[Data for analysis — start]

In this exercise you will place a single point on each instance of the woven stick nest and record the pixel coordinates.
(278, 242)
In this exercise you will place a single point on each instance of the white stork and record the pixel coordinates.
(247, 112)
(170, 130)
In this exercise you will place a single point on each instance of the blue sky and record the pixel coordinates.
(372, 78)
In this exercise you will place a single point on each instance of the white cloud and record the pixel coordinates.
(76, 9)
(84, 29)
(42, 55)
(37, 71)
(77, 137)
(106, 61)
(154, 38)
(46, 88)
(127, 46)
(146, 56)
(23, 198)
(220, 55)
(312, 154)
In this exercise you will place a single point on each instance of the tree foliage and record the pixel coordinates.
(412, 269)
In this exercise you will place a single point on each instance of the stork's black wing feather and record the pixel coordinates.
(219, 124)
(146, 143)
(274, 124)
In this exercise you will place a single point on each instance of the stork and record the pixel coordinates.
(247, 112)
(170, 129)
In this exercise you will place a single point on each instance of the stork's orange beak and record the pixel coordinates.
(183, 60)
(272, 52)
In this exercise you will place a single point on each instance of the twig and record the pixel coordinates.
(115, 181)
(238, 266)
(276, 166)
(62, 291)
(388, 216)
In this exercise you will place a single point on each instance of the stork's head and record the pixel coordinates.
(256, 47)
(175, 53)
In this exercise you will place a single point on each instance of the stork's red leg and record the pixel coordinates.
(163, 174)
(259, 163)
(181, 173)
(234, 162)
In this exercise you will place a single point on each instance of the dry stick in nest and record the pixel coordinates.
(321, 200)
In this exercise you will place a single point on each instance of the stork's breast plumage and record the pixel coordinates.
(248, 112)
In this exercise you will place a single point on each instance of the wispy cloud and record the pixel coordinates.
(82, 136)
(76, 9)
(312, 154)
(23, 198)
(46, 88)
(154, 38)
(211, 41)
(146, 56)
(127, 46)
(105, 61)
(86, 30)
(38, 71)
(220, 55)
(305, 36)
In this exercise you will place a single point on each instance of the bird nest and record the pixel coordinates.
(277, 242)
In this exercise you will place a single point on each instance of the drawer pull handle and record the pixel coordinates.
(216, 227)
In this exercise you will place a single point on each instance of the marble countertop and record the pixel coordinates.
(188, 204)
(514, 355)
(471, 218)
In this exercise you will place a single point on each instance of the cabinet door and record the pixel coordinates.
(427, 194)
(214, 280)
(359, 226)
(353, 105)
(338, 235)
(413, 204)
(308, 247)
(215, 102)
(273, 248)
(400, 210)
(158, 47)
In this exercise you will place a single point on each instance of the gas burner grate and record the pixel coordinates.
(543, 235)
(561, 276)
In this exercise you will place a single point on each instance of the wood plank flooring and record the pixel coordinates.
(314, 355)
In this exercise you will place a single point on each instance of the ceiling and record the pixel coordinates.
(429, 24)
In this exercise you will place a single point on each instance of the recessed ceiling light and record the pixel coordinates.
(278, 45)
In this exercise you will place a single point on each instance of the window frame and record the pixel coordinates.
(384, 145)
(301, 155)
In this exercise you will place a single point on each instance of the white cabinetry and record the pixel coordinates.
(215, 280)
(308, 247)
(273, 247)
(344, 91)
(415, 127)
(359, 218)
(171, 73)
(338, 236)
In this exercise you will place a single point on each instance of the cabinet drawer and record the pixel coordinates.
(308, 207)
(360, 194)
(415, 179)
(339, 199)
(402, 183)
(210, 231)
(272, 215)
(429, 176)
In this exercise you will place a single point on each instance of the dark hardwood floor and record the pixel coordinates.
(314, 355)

[Data for analysis — finish]

For this task, set down the entire listing word for word.

In this exercise you will place a single point on each instance of the woven stick nest and record the pixel coordinates.
(278, 242)
In this exercise you will place a single point on each instance of the white stork and record the pixel coordinates.
(247, 112)
(170, 130)
In this exercise you will place a single point on each instance of the blue sky and record the pixel coordinates.
(372, 78)
In this exercise you will place a single point on each instance of the white cloud and record the pixel coordinates.
(76, 9)
(84, 29)
(42, 55)
(37, 71)
(77, 137)
(106, 61)
(154, 38)
(46, 88)
(127, 46)
(146, 56)
(23, 198)
(220, 55)
(312, 154)
In this exercise you will place a single point on each instance of the tree foliage and record the pixel coordinates.
(412, 269)
In this exercise you will place a single point on each instance of the stork's black wing feather and record the pixel coordinates.
(219, 124)
(146, 143)
(274, 124)
In this exercise you will place a single point on each instance of the stork and record the pixel coordinates.
(247, 112)
(170, 129)
In this exercise you will place a single point on each instance of the stork's orange beak and record the pixel coordinates.
(183, 60)
(272, 52)
In this exercise you will place a single point on each instance of the twig and record the pixel coordinates.
(115, 181)
(238, 266)
(276, 166)
(62, 291)
(388, 216)
In this exercise you will place a single point on each instance of the stork's head and record the pixel coordinates.
(256, 47)
(175, 53)
In this exercise you will place a single point on each instance of the stork's red leg and record the pixel coordinates.
(163, 174)
(259, 163)
(181, 173)
(234, 162)
In this exercise you will place a single point on each instance of the dry stick in nest and record the pixel coordinates.
(321, 200)
In this exercise you will place a single point on each instance of the stork's breast plumage and record the pixel coordinates.
(248, 112)
In this exercise you will place a single point on each instance of the wispy cloud and record the pixel coordinates.
(82, 136)
(76, 9)
(312, 154)
(23, 198)
(46, 88)
(154, 38)
(211, 41)
(146, 56)
(127, 46)
(105, 61)
(86, 30)
(38, 71)
(220, 55)
(305, 36)
In this exercise you will place a single point on each instance of the bird nest and record the pixel coordinates.
(277, 242)
In this exercise you will place a single point on each instance of the drawer pull handle and record the pixel coordinates.
(216, 227)
In this exercise you will place a single point on each instance of the marble countertop and record the pixel coordinates.
(188, 204)
(514, 355)
(471, 218)
In this exercise you will place a single point on each instance of the cabinet door and record the pixel coordinates.
(427, 194)
(214, 280)
(359, 226)
(353, 105)
(338, 235)
(413, 204)
(308, 247)
(215, 102)
(273, 248)
(400, 210)
(158, 47)
In this exercise you will place a single point on each instance of the gas burner grate and record the pixel coordinates.
(543, 235)
(561, 276)
In this exercise you will place a single point on each instance of the wood plank flooring and record the pixel coordinates.
(314, 355)
In this exercise you will place a single point on each instance of the ceiling and record the pixel coordinates.
(429, 24)
In this exercise you will place a single point on each instance of the recessed ceiling light and record the pixel coordinates.
(278, 45)
In this exercise you will place a single point on each instance of the window frame and record the pixel coordinates.
(384, 145)
(301, 155)
In this exercise you will place a single point on each instance of the white cabinetry and record the pixel coordinates.
(215, 280)
(308, 247)
(273, 247)
(344, 91)
(415, 127)
(359, 218)
(171, 73)
(338, 236)
In this exercise you will place a single point on each instance of the cabinet drawer and record the pixel coordinates.
(308, 207)
(360, 194)
(415, 179)
(339, 199)
(402, 183)
(210, 231)
(272, 215)
(429, 176)
In this exercise you will place a single point on each instance of the dark hardwood floor and record the pixel coordinates.
(314, 355)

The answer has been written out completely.